Saved data entries
* * *

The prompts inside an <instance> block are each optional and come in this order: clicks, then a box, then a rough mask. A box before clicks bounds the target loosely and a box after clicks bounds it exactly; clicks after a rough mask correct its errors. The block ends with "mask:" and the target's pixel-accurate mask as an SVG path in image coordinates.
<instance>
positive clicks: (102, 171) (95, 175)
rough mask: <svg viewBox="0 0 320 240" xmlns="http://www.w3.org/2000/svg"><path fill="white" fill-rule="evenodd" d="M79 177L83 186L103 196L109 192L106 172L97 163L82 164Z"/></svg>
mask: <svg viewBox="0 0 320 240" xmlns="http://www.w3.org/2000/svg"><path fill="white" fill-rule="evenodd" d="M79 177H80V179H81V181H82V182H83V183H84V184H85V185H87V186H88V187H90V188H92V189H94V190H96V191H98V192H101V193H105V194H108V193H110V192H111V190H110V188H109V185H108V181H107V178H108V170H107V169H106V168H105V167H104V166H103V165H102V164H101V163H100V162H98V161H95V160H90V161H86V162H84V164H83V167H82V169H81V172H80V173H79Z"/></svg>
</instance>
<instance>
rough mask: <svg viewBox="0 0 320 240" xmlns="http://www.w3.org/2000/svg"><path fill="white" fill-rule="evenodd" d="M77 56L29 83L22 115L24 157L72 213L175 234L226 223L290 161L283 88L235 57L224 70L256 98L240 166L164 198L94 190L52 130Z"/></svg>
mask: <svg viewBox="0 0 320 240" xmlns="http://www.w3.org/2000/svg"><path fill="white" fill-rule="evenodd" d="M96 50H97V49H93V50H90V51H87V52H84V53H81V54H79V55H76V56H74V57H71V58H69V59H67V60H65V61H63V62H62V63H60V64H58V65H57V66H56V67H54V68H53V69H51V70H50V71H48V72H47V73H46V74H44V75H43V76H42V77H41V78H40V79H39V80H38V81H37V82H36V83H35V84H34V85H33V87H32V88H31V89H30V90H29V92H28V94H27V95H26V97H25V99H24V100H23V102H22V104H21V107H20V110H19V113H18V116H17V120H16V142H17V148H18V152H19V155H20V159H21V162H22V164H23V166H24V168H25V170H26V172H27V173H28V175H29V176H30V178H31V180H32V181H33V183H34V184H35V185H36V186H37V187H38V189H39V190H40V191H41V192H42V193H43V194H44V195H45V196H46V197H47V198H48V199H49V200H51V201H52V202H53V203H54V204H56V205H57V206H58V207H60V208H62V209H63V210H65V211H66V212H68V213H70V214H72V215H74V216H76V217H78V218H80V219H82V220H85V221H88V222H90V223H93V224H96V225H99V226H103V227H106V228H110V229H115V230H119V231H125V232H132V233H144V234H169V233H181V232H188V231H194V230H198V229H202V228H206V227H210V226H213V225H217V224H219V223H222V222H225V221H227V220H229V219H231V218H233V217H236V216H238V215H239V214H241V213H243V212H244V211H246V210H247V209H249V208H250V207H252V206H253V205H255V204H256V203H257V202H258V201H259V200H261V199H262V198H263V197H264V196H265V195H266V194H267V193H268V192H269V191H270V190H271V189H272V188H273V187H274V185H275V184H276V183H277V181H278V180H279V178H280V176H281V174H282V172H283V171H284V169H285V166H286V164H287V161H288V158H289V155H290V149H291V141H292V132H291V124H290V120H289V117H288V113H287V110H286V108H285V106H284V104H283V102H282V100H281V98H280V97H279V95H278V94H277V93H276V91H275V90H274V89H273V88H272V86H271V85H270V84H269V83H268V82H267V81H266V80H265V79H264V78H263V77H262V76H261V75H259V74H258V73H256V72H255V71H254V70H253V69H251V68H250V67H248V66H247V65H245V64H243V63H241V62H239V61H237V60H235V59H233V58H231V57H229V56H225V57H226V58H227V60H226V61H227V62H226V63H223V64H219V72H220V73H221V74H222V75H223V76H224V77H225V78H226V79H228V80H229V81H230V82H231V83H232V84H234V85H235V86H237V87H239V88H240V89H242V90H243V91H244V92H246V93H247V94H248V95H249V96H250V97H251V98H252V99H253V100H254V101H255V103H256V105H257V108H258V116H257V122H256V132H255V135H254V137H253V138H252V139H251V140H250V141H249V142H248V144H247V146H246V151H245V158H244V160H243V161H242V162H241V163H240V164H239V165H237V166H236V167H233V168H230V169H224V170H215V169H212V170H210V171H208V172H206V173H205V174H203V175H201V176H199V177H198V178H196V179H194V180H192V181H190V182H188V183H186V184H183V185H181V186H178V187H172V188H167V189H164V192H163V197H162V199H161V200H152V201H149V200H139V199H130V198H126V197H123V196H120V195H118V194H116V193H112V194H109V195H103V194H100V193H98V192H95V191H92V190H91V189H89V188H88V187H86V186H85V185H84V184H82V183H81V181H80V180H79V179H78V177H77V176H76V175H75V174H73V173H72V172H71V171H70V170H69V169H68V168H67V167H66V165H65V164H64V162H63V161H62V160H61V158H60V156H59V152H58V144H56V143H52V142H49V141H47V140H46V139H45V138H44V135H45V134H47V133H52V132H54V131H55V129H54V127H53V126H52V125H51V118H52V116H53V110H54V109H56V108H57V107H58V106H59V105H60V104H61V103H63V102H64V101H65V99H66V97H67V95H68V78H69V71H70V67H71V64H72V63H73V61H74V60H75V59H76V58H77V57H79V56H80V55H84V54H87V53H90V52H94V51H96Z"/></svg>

* * *

### EXERCISE BRIEF
Which lines of the data contain the string "clicks"? Copy each of them.

### EXERCISE ANSWER
The prompts inside an <instance> block are each optional and come in this order: clicks, then a box, then a rough mask. A box before clicks bounds the target loosely and a box after clicks bounds it exactly; clicks after a rough mask correct its errors. The block ends with "mask:" and the target's pixel-accurate mask as an SVG path in image coordinates.
positive clicks: (102, 171) (95, 175)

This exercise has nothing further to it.